▶ **Provided entries**
......

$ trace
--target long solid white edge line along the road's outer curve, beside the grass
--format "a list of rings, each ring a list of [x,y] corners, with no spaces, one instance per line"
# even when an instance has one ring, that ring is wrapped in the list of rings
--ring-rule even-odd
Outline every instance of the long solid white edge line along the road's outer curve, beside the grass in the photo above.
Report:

......

▶ **Work required**
Reproduce exactly the stretch of the material above that starts at the line with "--target long solid" and ends at the line with "--ring-rule even-odd", both included, and nothing else.

▶ **Task output**
--target long solid white edge line along the road's outer curve, beside the grass
--format "a list of rings, each ring a list of [x,y] corners, with no spaces, one instance per line"
# even when an instance has one ring, that ring is wrapped in the list of rings
--ring-rule even-odd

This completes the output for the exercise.